**Goal a**: Edit the labeled region listing by replacing "Returns" with "Gives" wherever it occurs, and give the listing back with nothing else altered. Leave the pictures out.

**Reading passage**:
────────────────────
Studio album by Murat Boz
- Released: 25 January 2007
- Recorded: 2006
- Genre: Crunk
- Length: 51:21
- Label: Stardium

Murat Boz chronology
|  | Maximum (2007) | Uçurum (2008) |

Singles from Maximum
- "Aşkı Bulamam Ben" Released: 21 July 2006; "Maximum" Released: 10 February 2007; "Püf" Released: 12 June 2007;

= Maximum (Murat Boz album) =

Maximum is the first studio album by Turkish pop singer Murat Boz. The album has only one officially released single, "Aşkı Bulamam Ben". However, music videos for the songs "Maximum" and "Püf" have been made but have not been released as physical singles.
────────────────────
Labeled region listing

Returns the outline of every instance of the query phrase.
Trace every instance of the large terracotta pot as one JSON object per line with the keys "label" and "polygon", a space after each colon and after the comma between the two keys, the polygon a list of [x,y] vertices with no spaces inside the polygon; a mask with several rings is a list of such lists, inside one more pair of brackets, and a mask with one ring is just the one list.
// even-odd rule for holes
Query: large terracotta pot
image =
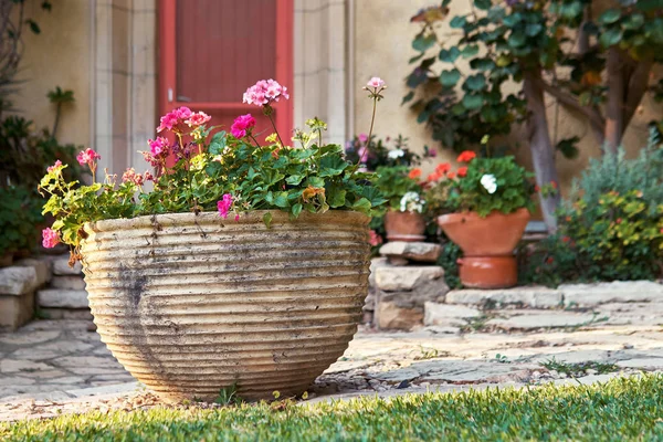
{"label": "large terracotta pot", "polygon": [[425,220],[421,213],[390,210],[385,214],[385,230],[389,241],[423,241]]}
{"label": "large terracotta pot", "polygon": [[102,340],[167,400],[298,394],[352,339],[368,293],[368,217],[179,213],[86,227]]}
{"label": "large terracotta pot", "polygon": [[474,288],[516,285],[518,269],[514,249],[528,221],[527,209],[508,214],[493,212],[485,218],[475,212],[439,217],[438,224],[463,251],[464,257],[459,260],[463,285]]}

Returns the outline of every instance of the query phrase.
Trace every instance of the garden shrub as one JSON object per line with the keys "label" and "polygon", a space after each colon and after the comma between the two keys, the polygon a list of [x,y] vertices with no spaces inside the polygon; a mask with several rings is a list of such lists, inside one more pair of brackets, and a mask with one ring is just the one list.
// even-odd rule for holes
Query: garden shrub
────────────────────
**Goal b**: Reproduce the article on the album Maximum in full, word for word.

**Complete answer a**:
Gives the outline of every instance of the query phrase.
Trace every instance of the large terracotta pot as one JSON object per line with the keys "label" and "polygon", a space after each colon and after the comma between the two keys, the polygon a list of [x,y] vertices with no spaces inside the polygon; a mask with several rings is a list of such lists, inside one more pair of brackets, and a mask with one ring is just the one list.
// even-odd rule for holes
Query: large terracotta pot
image =
{"label": "large terracotta pot", "polygon": [[425,220],[421,213],[390,210],[385,214],[385,230],[389,241],[423,241]]}
{"label": "large terracotta pot", "polygon": [[102,340],[167,400],[298,394],[352,339],[368,293],[368,217],[179,213],[86,227]]}
{"label": "large terracotta pot", "polygon": [[474,288],[516,285],[518,269],[514,249],[528,221],[527,209],[508,214],[493,212],[485,218],[475,212],[439,217],[438,224],[463,251],[464,257],[459,260],[463,285]]}

Gives the outline of every instance of the query phrase.
Trace every instance of the garden shrub as one JSON object per line with the keys "label" and "polygon", a space after each colon and after the comma between the two keys, the polygon a list of [x,y] vertices with no spaces inside the polygon; a mask with several rings is a list of such lists, inside one more pair of brackets, and a mask with one ring is just the one list.
// even-odd rule for holes
Query: garden shrub

**Complete answer b**:
Studio album by Murat Boz
- Released: 25 January 2007
- Recorded: 2006
- Genre: Crunk
- Length: 51:21
- Label: Stardium

Murat Boz chronology
|  | Maximum (2007) | Uçurum (2008) |

Singles from Maximum
- "Aşkı Bulamam Ben" Released: 21 July 2006; "Maximum" Released: 10 February 2007; "Püf" Released: 12 June 2007;

= Maximum (Murat Boz album) =

Maximum is the first studio album by Turkish pop singer Murat Boz. The album has only one officially released single, "Aşkı Bulamam Ben". However, music videos for the songs "Maximum" and "Püf" have been made but have not been released as physical singles.